• [CONSIGNE 1]
D'après le texte sur Paris, dans quel jardin se trouvent les « yeux de reines » qui reviennent en rêve la nuit ?
• [CONSIGNE 2]
Relevez tous les lieux parisiens nommés dans le corps du texte sur Paris, sans compter le titre.
• [CONSIGNE 3]
Poursuivez le texte sur Paris après sa dernière phrase, dans le même ton.
### EXTRAIT DU TEXTE ###
Paris des mystères

Je t’ai follement aimée. Je n’étais pas la seule et pourtant l’écho des voix de tes amants, te sublimant ou te maudissant, ne faisait que te rendre plus chère à mes yeux. L’amour est peut-être un voyage. Si c’est le cas, quand on croit qu’il se termine, l’arrivée nous laisse dévalisés d’une part de nous-mêmes : dévitalisé.

J’aimerais pouvoir t’aimer comme il me le fût possible, dans toutes tes apparences, de la grande dame à la clocharde avinée. La nuit, il m’arrive encore de rêver à tes yeux de reines dans le jardin du Luxembourg. Chaque fois que je passe sous le pont Mirabeau, les mêmes mots me viennent aux lèvres à regarder couler la Seine. Mon cœur rate un battement du temps puis se reprend à espérer d’autres futurs d’antan. 

Ce qui n’a jamais existé ne reviendra pas.

Je cherche à la montagne Sainte-Geneviève la trace des fantômes morts dans la misère après t’avoir revêtue de mots somptueux. Tu es fatale à ceux qui te rêvent trop. Les autres savent bien mieux te vendre. Les rois poètes tombés dans tes bras n’avaient d’autres couronnes que tes promesses de gloire et de beauté. Pour certains, elles se sont révélées bien amères.

Il n’y a pas d’amour de toi heureux.
### LIGNES FOURNIES ###
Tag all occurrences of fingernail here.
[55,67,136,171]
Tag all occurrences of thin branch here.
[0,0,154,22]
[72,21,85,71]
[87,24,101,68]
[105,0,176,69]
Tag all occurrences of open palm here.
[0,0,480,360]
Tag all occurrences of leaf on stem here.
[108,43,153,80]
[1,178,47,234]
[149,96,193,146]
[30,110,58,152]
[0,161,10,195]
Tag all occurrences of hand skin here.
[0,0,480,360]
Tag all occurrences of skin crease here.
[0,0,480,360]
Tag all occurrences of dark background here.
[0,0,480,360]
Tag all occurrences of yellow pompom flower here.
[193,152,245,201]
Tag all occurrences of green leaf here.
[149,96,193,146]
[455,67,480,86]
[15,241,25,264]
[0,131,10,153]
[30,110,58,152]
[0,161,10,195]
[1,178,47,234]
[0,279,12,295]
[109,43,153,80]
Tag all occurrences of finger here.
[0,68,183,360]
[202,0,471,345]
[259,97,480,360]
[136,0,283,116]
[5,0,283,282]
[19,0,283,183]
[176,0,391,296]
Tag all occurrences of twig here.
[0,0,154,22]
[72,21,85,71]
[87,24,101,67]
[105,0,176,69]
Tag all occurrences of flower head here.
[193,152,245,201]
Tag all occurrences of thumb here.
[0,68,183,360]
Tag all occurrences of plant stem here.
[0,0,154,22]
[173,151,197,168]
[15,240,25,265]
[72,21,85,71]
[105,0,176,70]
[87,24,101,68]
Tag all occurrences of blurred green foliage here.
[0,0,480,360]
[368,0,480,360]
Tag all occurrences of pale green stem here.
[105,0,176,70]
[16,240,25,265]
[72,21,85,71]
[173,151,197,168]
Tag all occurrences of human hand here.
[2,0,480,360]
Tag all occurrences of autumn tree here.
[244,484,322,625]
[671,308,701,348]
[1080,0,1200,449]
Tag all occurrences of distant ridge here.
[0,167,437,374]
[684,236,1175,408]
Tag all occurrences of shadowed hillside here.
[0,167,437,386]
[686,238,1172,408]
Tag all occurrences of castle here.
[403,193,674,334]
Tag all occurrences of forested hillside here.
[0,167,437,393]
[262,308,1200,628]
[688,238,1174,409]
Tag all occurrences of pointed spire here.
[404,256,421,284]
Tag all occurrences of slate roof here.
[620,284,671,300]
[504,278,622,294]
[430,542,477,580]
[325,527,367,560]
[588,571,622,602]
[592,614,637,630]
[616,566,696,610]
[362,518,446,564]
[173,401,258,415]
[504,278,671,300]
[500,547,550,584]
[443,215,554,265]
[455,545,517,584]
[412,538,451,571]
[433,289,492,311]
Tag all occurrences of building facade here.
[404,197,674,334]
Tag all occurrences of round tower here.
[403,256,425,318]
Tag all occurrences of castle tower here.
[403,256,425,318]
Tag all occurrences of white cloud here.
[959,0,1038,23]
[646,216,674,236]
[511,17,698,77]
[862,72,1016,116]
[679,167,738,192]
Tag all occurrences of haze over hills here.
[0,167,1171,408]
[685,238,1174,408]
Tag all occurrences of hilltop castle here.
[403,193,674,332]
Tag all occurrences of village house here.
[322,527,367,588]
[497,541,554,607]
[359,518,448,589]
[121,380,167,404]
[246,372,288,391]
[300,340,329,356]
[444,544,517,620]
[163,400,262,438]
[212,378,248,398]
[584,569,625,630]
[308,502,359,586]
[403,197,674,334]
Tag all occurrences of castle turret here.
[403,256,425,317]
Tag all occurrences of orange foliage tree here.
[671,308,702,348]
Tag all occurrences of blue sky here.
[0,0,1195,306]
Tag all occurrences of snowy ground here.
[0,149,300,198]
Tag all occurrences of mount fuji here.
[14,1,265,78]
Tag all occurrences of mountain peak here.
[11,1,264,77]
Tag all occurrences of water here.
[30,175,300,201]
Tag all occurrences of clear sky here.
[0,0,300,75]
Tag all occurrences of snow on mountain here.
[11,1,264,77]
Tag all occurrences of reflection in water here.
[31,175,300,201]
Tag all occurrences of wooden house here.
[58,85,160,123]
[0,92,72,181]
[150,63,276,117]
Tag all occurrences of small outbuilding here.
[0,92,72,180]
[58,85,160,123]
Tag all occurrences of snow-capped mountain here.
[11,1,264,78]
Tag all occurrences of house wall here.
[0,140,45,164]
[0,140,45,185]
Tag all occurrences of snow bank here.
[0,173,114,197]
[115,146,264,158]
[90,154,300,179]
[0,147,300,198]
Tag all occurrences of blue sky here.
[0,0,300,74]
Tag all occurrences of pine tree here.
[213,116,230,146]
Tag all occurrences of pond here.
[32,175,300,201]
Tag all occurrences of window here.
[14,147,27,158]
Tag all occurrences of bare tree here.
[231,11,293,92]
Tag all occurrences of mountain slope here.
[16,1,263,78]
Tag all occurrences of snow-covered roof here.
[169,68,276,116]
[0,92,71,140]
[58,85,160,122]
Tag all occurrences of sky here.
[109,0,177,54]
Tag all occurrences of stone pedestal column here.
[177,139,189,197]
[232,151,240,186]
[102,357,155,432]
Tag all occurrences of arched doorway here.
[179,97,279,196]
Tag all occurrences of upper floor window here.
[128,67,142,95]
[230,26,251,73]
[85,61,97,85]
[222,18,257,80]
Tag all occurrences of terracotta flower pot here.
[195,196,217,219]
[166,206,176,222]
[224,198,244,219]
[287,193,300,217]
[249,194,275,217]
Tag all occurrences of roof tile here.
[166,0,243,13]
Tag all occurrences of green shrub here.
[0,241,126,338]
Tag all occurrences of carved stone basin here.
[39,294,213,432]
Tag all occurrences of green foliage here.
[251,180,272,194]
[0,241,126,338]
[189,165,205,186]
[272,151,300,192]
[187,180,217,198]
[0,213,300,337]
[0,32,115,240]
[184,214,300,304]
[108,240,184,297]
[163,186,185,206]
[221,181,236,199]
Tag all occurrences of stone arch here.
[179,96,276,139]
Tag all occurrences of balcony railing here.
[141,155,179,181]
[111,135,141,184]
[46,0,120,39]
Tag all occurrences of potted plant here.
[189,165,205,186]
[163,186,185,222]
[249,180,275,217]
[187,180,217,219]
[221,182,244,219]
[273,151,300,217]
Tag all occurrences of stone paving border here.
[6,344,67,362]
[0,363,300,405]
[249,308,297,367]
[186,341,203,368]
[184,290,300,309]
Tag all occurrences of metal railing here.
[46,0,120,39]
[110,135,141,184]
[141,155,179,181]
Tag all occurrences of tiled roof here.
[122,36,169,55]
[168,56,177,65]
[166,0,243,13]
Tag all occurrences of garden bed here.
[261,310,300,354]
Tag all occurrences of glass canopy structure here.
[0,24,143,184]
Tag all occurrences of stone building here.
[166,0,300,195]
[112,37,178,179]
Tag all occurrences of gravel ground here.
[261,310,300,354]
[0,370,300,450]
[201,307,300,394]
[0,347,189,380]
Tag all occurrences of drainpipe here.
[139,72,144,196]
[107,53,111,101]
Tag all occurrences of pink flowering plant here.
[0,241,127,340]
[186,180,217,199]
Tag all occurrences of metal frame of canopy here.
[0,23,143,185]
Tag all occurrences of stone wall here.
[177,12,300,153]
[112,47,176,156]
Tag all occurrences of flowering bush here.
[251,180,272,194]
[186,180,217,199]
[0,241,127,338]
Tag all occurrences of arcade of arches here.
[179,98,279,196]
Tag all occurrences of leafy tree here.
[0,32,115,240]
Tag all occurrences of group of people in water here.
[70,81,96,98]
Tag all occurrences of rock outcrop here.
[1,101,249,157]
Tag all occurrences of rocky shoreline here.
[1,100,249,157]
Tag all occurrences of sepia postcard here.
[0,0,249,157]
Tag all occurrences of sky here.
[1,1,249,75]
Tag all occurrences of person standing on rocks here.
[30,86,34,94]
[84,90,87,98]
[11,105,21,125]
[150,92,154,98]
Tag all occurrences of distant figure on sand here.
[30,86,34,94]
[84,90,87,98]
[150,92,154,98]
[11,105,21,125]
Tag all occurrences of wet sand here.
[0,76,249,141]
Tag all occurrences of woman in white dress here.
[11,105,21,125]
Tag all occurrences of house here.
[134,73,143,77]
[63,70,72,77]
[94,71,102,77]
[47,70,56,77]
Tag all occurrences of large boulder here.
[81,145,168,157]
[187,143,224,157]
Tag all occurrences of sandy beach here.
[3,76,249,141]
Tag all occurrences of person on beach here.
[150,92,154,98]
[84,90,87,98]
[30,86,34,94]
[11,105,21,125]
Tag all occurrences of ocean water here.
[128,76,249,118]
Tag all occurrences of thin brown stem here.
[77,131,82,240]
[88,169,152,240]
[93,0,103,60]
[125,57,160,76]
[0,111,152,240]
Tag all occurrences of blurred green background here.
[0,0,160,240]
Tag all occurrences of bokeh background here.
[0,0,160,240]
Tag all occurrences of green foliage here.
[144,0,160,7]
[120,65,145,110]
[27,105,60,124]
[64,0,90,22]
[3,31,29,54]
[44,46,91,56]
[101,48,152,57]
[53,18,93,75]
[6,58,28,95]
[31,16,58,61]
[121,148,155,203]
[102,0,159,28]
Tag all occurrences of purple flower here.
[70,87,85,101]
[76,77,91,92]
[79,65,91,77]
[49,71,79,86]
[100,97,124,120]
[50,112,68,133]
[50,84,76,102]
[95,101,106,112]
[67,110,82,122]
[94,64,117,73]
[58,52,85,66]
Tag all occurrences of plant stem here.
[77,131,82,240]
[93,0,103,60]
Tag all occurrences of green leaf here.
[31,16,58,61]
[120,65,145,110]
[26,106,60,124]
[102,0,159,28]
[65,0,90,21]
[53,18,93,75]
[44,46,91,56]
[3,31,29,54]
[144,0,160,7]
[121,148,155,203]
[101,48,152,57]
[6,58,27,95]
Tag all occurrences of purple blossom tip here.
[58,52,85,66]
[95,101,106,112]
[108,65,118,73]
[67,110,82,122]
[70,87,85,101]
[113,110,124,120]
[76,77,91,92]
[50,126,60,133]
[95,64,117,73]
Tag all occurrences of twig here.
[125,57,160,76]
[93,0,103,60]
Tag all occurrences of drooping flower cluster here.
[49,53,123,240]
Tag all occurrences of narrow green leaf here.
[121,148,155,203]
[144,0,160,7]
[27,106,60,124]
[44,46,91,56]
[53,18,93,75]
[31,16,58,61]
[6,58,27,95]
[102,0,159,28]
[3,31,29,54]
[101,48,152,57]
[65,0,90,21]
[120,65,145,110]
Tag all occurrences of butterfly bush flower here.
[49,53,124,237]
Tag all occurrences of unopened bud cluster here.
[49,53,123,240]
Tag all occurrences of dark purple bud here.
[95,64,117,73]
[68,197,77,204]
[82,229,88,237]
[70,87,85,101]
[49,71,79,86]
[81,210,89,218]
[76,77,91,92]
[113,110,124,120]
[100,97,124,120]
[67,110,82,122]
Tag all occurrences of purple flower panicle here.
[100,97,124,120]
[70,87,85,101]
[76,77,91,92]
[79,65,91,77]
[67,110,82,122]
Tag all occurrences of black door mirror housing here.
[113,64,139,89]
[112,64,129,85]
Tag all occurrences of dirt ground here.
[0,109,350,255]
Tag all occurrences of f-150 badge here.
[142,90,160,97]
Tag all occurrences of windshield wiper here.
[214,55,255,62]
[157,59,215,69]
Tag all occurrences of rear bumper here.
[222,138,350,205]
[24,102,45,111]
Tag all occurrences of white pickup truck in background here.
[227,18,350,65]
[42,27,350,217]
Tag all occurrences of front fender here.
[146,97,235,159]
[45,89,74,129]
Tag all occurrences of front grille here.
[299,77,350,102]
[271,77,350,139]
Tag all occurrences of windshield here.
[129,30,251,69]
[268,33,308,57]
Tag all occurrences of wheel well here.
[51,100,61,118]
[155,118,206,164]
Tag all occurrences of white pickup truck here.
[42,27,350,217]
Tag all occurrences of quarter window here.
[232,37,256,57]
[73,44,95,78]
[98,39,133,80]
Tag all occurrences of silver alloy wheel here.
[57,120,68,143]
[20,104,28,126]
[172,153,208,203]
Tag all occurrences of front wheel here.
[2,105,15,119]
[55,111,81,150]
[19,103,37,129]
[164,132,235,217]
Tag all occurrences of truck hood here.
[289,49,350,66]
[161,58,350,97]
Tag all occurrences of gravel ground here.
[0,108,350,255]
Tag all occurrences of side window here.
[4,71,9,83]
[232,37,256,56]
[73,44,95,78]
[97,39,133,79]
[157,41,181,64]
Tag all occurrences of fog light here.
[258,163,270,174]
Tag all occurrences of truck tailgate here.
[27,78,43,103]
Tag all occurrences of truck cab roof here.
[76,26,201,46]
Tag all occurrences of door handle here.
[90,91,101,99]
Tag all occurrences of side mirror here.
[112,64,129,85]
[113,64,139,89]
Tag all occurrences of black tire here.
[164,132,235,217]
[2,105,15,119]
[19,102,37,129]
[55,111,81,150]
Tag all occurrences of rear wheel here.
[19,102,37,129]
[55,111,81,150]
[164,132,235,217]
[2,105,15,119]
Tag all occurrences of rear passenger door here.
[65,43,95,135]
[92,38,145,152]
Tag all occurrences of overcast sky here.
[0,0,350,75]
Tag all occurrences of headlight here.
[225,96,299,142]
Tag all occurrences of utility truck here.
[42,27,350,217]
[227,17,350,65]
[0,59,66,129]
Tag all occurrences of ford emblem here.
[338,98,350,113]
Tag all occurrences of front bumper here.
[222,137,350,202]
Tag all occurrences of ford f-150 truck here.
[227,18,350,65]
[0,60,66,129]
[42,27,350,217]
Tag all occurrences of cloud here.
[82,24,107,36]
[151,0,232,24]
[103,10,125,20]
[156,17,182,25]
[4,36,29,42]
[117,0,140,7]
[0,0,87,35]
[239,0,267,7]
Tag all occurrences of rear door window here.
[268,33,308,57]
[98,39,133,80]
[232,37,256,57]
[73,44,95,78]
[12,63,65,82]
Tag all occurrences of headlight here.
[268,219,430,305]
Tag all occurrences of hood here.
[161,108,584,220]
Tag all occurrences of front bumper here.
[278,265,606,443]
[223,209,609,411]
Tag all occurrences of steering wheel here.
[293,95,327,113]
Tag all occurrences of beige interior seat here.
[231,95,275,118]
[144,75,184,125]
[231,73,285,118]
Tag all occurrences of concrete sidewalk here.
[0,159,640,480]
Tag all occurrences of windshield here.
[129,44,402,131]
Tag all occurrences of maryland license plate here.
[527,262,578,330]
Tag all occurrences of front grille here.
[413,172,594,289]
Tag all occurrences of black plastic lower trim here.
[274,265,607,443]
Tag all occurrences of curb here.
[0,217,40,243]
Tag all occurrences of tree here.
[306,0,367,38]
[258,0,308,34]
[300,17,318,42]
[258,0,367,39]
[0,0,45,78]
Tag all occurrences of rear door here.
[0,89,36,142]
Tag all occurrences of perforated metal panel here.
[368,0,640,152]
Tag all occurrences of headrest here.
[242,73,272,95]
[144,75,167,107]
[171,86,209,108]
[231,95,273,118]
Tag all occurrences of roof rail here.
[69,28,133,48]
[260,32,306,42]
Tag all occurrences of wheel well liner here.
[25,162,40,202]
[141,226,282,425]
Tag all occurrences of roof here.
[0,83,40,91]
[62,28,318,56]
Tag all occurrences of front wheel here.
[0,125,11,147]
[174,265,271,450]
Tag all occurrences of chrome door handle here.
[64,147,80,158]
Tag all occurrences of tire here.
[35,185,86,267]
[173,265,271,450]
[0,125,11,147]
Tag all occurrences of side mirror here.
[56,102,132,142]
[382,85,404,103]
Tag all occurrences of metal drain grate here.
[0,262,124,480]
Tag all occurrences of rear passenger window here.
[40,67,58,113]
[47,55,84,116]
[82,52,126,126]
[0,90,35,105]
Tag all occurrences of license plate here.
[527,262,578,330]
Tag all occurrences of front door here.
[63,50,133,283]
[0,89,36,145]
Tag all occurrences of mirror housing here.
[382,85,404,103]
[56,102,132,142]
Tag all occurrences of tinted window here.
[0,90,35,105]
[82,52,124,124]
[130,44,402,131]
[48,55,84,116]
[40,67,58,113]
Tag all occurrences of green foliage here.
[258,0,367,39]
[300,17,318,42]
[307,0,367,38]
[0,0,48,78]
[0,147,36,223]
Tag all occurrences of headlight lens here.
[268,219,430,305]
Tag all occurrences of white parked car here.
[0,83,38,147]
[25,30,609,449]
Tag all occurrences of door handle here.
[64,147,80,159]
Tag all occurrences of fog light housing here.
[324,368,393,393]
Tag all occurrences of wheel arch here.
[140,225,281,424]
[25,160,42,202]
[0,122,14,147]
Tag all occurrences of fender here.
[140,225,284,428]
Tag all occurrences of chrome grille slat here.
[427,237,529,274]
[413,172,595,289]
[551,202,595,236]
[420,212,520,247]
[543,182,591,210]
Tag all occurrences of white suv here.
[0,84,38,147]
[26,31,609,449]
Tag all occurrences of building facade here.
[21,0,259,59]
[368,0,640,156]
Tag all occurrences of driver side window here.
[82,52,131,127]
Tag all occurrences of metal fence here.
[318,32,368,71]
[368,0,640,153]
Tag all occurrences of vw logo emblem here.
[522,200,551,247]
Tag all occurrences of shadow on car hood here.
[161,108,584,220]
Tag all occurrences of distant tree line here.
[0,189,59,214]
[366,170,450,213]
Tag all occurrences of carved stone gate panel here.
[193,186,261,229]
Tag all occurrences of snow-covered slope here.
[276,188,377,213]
###
• [RÉPONSE ATTENDUE 1]
Dans le jardin du Luxembourg.

• [RÉPONSE ATTENDUE 2]
Le jardin du Luxembourg, le pont Mirabeau, la Seine, la montagne Sainte-Geneviève.

• [RÉPONSE ATTENDUE 3]
Paris des libertés

Sur les tombes de la commune, la pièce montée du Sacré-Cœur marchande ses bonbons de toi travestie. À la place du tertre, les joues rouges des poulbots ne parlent plus de la misère et les souvenirs du maquis de Montmartre, s’affublent des teintes pittoresques d’un paradis perdu.

Qui croirait que tu fus ensanglantée, affamée, révoltée, libre parfois aussi, quand tu minaudes ainsi.

Il y a peu, tu avais repris un visage de belle endormie, ton piège à papillons pour princes mendiants de ton rêve. Certains s’y sont pris déjà, épris de tes sortilèges. Ma malédiction est de me souvenir et d’entendre résonner leurs paroles aujourd’hui.

« Personne n’était plus assis dans les cafés

Il pouvait aussi bien faire beau que pleuvoir ».

La vie ressemble toujours à autre chose qu’aux mensonges de notre mémoire et « tout le passé se lit comme on lit un poème ». J’ai presque oublié de lire entre les lignes de mon amour pour toi ce qu’il y avait d’espérances, en ce temps-là d’avant. Mais avant quoi ?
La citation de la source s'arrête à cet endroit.